Data excerpts
::::
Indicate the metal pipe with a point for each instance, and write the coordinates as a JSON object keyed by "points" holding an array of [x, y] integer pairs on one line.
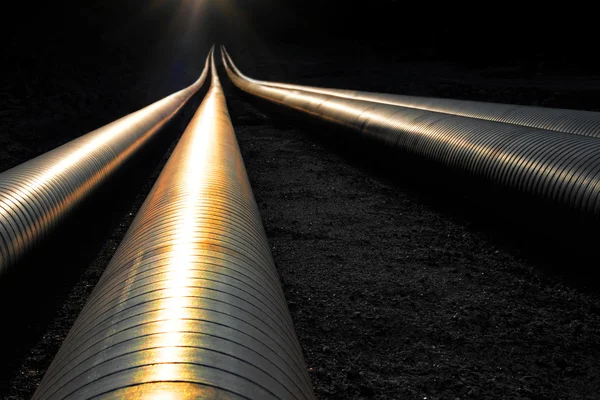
{"points": [[190, 306], [561, 168], [585, 123], [38, 195]]}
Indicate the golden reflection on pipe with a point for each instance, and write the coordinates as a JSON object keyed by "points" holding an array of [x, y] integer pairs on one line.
{"points": [[556, 167], [585, 123], [190, 306], [39, 194]]}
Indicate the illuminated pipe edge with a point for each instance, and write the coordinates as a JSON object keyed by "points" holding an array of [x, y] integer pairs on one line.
{"points": [[38, 195], [558, 167], [190, 305], [580, 122]]}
::::
_Work task_.
Each line from the one containing "Indicate the illuminated" through the end of the entries, both included, is to be returned exactly, with no other lines.

_Answer to the exercise_.
Indicate the illuminated pipe edge with a point for each instance, and write the coordinates as a JSON object keyed by "points" holding an array of [x, y] integer pairs on one line.
{"points": [[38, 195], [558, 167], [190, 305], [580, 122]]}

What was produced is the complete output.